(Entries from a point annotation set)
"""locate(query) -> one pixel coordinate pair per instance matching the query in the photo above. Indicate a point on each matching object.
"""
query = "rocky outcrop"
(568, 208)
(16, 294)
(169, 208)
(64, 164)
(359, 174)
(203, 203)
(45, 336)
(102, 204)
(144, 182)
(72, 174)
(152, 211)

Instruction: Copy the lines above word for word, without changing anything.

Answer to this task:
"""locate(query) -> one pixel coordinate pair per instance matching the query in the photo above. Indicate a point on each matching object.
"""
query = "rocky outcrop"
(568, 208)
(16, 294)
(169, 208)
(64, 164)
(359, 174)
(203, 203)
(45, 336)
(102, 204)
(144, 182)
(72, 174)
(152, 211)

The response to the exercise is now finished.